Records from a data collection
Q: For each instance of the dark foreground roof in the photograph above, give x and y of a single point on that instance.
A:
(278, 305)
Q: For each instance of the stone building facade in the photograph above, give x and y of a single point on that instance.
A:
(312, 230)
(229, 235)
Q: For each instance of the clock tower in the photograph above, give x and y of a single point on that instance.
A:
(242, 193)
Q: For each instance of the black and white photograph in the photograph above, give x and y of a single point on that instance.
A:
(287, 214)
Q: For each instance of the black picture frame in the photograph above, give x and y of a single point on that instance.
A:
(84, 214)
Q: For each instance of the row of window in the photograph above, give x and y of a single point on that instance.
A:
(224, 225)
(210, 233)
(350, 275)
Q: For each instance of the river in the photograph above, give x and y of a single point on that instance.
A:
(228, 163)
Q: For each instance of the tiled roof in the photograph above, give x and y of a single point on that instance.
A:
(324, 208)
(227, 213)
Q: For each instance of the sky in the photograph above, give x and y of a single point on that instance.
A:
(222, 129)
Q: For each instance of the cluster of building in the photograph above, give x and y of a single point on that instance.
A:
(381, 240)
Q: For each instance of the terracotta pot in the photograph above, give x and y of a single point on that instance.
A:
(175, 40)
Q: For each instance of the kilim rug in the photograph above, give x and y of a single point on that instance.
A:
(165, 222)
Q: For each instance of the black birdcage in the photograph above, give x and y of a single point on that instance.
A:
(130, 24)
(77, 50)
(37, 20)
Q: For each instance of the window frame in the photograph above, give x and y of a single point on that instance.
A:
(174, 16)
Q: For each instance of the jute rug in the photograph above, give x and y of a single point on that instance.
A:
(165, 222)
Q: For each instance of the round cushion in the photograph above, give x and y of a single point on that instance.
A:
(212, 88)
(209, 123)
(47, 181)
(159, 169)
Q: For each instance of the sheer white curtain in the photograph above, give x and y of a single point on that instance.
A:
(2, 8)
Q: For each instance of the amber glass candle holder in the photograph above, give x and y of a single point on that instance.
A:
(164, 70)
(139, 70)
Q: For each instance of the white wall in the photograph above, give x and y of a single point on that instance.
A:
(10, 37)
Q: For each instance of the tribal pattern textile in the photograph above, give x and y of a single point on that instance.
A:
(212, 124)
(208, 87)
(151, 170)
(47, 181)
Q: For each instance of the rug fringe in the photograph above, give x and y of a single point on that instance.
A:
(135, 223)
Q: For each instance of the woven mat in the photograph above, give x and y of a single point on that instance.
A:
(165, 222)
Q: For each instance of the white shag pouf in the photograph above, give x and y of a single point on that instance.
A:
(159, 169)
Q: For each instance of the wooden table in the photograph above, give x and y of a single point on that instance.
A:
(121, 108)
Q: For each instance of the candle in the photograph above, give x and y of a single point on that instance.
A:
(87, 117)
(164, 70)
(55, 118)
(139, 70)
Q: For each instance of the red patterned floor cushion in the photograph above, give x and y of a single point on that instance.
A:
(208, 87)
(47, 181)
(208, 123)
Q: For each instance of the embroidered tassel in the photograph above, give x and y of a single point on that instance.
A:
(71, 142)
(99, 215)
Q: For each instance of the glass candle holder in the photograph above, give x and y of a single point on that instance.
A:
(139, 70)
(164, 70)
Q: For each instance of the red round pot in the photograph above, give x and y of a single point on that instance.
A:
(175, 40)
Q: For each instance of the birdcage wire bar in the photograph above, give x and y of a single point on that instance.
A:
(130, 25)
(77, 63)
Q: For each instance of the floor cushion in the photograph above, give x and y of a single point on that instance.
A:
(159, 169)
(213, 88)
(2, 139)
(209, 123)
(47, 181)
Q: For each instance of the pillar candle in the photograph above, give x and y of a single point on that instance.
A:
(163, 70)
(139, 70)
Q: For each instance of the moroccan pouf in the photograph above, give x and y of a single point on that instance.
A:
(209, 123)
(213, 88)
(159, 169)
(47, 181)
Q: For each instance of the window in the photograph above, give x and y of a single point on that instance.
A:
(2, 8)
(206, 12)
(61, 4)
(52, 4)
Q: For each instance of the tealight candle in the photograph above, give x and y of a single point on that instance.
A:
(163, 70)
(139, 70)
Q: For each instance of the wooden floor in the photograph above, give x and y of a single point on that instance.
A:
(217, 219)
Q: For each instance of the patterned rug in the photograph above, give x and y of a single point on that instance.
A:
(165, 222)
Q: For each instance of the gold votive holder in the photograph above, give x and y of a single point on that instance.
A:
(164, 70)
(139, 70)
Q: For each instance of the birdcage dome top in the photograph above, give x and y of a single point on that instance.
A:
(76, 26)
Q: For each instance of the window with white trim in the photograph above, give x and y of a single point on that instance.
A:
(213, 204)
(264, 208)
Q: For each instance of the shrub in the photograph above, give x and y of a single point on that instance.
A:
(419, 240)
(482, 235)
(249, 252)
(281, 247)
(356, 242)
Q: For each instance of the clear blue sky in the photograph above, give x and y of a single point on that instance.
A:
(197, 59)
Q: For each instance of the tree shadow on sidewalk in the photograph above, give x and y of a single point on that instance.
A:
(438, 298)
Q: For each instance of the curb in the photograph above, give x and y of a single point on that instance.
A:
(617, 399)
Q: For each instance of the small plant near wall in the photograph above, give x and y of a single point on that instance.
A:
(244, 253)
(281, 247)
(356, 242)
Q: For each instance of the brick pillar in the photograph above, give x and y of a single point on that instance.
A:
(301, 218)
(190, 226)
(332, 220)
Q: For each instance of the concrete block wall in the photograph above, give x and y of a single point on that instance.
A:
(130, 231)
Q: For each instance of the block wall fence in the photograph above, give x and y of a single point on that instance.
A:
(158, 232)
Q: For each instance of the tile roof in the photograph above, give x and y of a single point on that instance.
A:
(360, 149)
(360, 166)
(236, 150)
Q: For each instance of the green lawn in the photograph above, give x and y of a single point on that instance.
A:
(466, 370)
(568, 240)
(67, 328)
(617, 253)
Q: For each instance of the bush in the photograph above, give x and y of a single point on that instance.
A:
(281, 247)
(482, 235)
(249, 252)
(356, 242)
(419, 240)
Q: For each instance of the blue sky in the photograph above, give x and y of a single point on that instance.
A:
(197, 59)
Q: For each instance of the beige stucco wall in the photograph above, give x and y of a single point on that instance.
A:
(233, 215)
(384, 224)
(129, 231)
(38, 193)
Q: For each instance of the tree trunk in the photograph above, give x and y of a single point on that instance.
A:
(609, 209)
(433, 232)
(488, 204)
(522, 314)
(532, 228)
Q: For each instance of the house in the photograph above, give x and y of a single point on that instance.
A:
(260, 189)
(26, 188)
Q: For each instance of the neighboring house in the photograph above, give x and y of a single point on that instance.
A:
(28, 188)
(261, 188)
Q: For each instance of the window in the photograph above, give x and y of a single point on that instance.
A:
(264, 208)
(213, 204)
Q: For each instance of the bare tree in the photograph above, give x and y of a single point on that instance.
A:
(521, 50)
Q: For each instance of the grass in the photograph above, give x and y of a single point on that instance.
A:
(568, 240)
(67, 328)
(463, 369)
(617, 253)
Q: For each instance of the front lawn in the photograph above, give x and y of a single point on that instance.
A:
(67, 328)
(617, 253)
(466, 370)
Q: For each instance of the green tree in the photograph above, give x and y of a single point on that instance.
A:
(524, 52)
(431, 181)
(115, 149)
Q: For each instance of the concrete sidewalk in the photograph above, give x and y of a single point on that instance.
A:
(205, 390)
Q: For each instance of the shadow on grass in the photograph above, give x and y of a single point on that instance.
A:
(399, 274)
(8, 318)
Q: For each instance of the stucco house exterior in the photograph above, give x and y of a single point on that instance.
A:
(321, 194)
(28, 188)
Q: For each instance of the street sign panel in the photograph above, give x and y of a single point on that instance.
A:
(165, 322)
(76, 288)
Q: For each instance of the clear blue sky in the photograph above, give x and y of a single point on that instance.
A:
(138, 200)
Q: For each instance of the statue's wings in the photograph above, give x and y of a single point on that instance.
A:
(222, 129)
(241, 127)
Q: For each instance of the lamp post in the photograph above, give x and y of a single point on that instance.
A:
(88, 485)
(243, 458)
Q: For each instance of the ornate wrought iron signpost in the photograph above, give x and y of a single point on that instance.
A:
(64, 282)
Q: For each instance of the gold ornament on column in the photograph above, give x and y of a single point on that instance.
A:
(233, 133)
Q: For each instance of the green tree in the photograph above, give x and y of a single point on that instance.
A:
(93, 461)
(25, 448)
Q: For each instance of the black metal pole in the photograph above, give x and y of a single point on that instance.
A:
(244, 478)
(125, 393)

_Work request_.
Reply with nothing but a number: how many lines of the entries above contain the string "frame"?

_Written solution_.
2